● Vorliegender Text:
□ □ □ □ □ □ □
Inhalt

Aktueller Ordner: ARS_ExplainableAI/ARSAXImodular
⬅ Übergeordnet

arsxai_ext_prefixspan.py

#!/usr/bin/env python3
# -*- coding: utf-8 -*-
"""
arsxai_ext_prefixspan.py - PrefixSpan Erweiterung für ARSXAI
=============================================================

Ermöglicht Mustererkennung für große Korpora mit PrefixSpan.

Verwendung:
    from arsxai_ext_prefixspan import PrefixSpanGrammarInducer
    
    inducer = PrefixSpanGrammarInducer(min_support=2)
    inducer.train(large_chains)  # >1000 Ketten

Version: 10.0 (PrefixSpan-Erweiterung)
"""

from typing import List, Dict, Tuple, Optional, Any
from .ARSXAI import GrammarInducer

# Prüfe Verfügbarkeit
PREFIXSPAN_AVAILABLE = False

try:
    from prefixspan import PrefixSpan
    PREFIXSPAN_AVAILABLE = True
except ImportError:
    pass


class PrefixSpanGrammarInducer(GrammarInducer):
    """
    Erweitert GrammarInducer um PrefixSpan für große Datenmengen.
    """
    
    def __init__(self, min_support: int = 2):
        super().__init__()
        self.min_support = min_support
        self.prefixspan_available = PREFIXSPAN_AVAILABLE
    
    def train(self, chains: List[List[str]], max_iterations: int = 20) -> List[List[str]]:
        """Induziert Grammatik mit PrefixSpan-Unterstützung"""
        if not self.prefixspan_available:
            print("⚠️ PrefixSpan nicht verfügbar. Falle auf Standard zurück.")
            return super().train(chains, max_iterations)
        
        # Für große Daten: PrefixSpan verwenden
        if len(chains) > 1000:
            return self._train_with_prefixspan(chains, max_iterations)
        else:
            return super().train(chains, max_iterations)
    
    def _train_with_prefixspan(self, chains: List[List[str]], max_iterations: int) -> List[List[str]]:
        """Trainiert mit PrefixSpan für große Daten"""
        self.chains = [list(chain) for chain in chains]
        
        # Sammle alle Terminale
        all_symbols = set()
        for chain in chains:
            for symbol in chain:
                all_symbols.add(symbol)
        self.terminals = all_symbols
        
        current_chains = [list(chain) for chain in chains]
        iteration = 0
        rule_counter = 1
        
        self.rules = {}
        self.nonterminals = set()
        self.symbol_to_nonterminals = defaultdict(set)
        self.compression_history = []
        self.hierarchy_levels = {}
        
        while iteration < max_iterations:
            best_seq = self._find_with_prefixspan(current_chains)
            
            if best_seq is None:
                break
            
            new_nonterminal = self._generate_nonterminal_name(best_seq)
            base_name = new_nonterminal
            while new_nonterminal in self.nonterminals:
                new_nonterminal = f"{base_name}_{rule_counter}"
                rule_counter += 1
            
            rationale = self._generate_rationale(best_seq)
□ □ □ □ □ □ □
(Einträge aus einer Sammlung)
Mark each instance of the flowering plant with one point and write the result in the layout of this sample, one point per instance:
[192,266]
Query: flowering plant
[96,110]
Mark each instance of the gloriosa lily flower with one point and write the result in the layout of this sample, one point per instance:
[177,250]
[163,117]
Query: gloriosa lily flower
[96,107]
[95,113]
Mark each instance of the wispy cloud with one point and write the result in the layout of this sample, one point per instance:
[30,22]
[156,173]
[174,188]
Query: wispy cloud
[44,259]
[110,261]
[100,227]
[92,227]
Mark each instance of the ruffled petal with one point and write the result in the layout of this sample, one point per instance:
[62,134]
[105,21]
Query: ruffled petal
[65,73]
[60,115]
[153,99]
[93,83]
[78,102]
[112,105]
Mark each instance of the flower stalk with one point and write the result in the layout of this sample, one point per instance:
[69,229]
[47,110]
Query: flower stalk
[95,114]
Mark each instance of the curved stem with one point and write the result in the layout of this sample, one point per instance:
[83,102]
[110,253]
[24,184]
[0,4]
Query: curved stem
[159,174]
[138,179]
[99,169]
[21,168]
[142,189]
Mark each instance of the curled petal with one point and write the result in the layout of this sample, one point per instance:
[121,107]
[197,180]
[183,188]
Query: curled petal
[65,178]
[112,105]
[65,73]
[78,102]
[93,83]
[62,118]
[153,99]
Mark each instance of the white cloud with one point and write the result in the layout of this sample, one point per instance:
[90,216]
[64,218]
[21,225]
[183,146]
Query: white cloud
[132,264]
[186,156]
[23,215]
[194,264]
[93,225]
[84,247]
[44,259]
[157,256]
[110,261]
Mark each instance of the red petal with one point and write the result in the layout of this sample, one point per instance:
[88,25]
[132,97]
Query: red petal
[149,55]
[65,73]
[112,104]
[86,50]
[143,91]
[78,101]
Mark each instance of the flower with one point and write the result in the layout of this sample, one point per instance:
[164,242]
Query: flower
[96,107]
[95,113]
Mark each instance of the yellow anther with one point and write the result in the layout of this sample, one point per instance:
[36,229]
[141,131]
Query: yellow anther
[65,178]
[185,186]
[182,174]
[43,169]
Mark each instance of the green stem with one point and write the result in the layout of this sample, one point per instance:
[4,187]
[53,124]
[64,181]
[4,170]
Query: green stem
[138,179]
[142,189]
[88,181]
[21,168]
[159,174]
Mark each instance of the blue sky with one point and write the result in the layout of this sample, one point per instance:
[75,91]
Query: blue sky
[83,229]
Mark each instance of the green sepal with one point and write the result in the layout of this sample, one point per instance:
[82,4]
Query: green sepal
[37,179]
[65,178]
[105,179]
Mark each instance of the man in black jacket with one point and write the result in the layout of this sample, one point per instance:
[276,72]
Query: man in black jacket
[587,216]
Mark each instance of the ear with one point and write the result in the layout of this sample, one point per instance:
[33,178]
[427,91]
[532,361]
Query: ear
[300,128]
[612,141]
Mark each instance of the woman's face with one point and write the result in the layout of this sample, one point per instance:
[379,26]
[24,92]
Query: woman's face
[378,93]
□ □ □ □ □ □ □
● Zu erledigen:
A – Fassen Sie den Quelltext der PrefixSpan-Erweiterung in zwei Sätzen zusammen.
B – Setzen Sie den Quelltext der PrefixSpan-Erweiterung nach der letzten gezeigten Zeile fort.
Die Datensätze stehen in keinem Zusammenhang mit dem Quelltext.

● Lösungen:
A – Die Datei arsxai_ext_prefixspan.py erweitert ARSXAI um PrefixSpan, um Mustererkennung für große Korpora zu ermöglichen, und definiert dazu die Klasse PrefixSpanGrammarInducer, die von GrammarInducer erbt und einen Mindestsupport mit dem Standardwert 2 speichert. Ist PrefixSpan nicht verfügbar, fällt train mit einer Warnung auf das Standardverfahren zurück, und nur bei mehr als 1000 Ketten kommt _train_with_prefixspan zum Einsatz, das alle Terminale sammelt und in höchstens max_iterations Durchläufen die beste Sequenz sucht und dafür einen neuen Nichtterminal-Namen erzeugt.

B –
            self.reflection.log_interpretation(best_seq, new_nonterminal, rationale)
            
            self.rules[new_nonterminal] = [(list(best_seq), 1.0)]
            self.nonterminals.add(new_nonterminal)
            self.hierarchy_levels[new_nonterminal] = iteration
            
            for symbol in best_seq:
                self.symbol_to_nonterminals[symbol].add(new_nonterminal)
            
            occurrences = 0
            for chain in current_chains:
                for i in range(len(chain) - len(best_seq) + 1):
                    if tuple(chain[i:i+len(best_seq)]) == best_seq:
                        occurrences += 1
            
            self.compression_history.append({
                'iteration': iteration,
                'sequence': best_seq,
                'new_symbol': new_nonterminal,
                'occurrences': occurrences
            })
            
            current_chains = self._compress_sequences(current_chains, best_seq, new_nonterminal)
            iteration += 1
            self.iteration_count = iteration
            
            if self._all_chains_identical(current_chains):
                if current_chains and current_chains[0]:
                    unique_symbol = current_chains[0][0]
                    if unique_symbol in self.rules:
                        self.start_symbol = unique_symbol
                    else:
                        self.start_symbol = self._find_top_level_nonterminal()
                    break
        
        if self.start_symbol is None:
            self.start_symbol = self._find_top_level_nonterminal()
        
        all_symbols = set()
        for chain in self.chains:
            for sym in chain:
                all_symbols.add(sym)
        self.terminals = all_symbols - self.nonterminals
        
        self._calculate_probabilities()
        self.induction_done = True
        self.trained = True
        self.confidence = self._calculate_confidence()
        
        return current_chains
    
    def _find_with_prefixspan(self, chains: List[List[str]]) -> Optional[Tuple]:
        """Findet Muster mit PrefixSpan"""
        if not self.prefixspan_available:
            return None
        
        try:
            ps = PrefixSpan(chains)
            patterns = ps.frequent(self.min_support)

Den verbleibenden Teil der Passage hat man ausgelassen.